-------- SUPPLIED MATERIAL --------

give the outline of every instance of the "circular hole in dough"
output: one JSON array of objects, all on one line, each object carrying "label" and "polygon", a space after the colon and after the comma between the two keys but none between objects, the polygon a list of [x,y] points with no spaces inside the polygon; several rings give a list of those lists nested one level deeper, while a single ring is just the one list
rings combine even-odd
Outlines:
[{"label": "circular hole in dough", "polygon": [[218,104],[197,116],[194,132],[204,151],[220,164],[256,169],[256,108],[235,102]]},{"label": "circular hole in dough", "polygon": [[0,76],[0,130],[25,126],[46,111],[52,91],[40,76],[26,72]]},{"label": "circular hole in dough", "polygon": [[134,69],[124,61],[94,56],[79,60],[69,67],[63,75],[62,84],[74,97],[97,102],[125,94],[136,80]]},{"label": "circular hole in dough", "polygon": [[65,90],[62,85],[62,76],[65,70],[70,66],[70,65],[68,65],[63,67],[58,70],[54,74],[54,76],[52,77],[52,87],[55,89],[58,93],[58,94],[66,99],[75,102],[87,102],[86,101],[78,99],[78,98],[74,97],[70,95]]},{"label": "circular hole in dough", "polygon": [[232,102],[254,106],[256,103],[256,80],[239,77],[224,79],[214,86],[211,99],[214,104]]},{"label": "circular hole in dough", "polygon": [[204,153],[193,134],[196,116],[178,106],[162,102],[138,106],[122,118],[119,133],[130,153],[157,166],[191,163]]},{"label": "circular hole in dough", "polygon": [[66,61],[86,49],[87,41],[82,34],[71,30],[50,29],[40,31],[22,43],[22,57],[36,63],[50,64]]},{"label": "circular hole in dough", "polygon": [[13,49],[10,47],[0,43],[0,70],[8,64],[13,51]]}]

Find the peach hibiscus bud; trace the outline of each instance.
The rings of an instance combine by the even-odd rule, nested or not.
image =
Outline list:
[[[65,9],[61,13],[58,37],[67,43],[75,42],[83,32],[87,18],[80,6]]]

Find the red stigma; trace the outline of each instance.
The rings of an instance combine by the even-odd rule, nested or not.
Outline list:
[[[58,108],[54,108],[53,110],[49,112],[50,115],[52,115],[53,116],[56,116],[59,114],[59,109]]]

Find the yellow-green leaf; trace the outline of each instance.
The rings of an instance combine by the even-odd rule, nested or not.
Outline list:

--------

▸ **REQUIRED WORK**: Rewrite all of the lines above, changing each "trace the outline" to "draw the border" and keeping everything else the same.

▸ **EXERCISE OUTPUT**:
give the outline of every instance of the "circular hole in dough"
output: one JSON array of objects, all on one line, each object carrying "label" and "polygon", a space after the colon and after the comma between the two keys but none between objects, the polygon a list of [x,y] points with no spaces inside the polygon; several rings give a list of those lists nested one level deeper, while a single ring is just the one list
rings combine even-odd
Outlines:
[{"label": "circular hole in dough", "polygon": [[218,104],[197,116],[194,132],[204,151],[220,164],[256,169],[256,108],[235,102]]},{"label": "circular hole in dough", "polygon": [[0,76],[0,130],[25,126],[46,111],[52,91],[40,76],[26,72]]},{"label": "circular hole in dough", "polygon": [[134,69],[124,61],[94,56],[79,60],[69,67],[63,75],[62,84],[74,97],[97,102],[125,94],[136,80]]},{"label": "circular hole in dough", "polygon": [[65,90],[62,85],[62,76],[65,70],[70,66],[70,65],[68,65],[63,67],[58,70],[54,74],[54,76],[52,77],[52,87],[55,89],[58,93],[58,94],[66,99],[75,102],[87,102],[86,101],[78,99],[78,98],[74,97],[70,95]]},{"label": "circular hole in dough", "polygon": [[232,102],[254,106],[256,103],[256,80],[239,77],[224,79],[214,86],[211,99],[214,104]]},{"label": "circular hole in dough", "polygon": [[204,153],[193,134],[196,116],[178,106],[162,102],[138,106],[122,118],[119,133],[130,153],[157,166],[191,163]]},{"label": "circular hole in dough", "polygon": [[66,61],[86,49],[87,41],[82,34],[71,30],[50,29],[40,31],[22,43],[22,57],[36,63],[50,64]]},{"label": "circular hole in dough", "polygon": [[13,49],[10,47],[0,43],[0,70],[8,64],[13,51]]}]

Find the peach hibiscus bud; draw the border of each instance.
The rings of an instance combine by the even-odd rule, nested or not.
image =
Outline list:
[[[65,9],[61,13],[58,37],[67,43],[75,42],[83,32],[87,18],[80,6]]]

Find the red stigma; draw the border of each instance.
The rings of an instance combine by the even-odd rule, nested or not.
Outline list:
[[[58,108],[54,108],[53,110],[49,112],[50,115],[52,115],[53,116],[56,116],[59,114],[59,109]]]

Find the yellow-green leaf; draw the border of each instance.
The rings of an instance combine by the even-odd rule, nested or not.
Outline list:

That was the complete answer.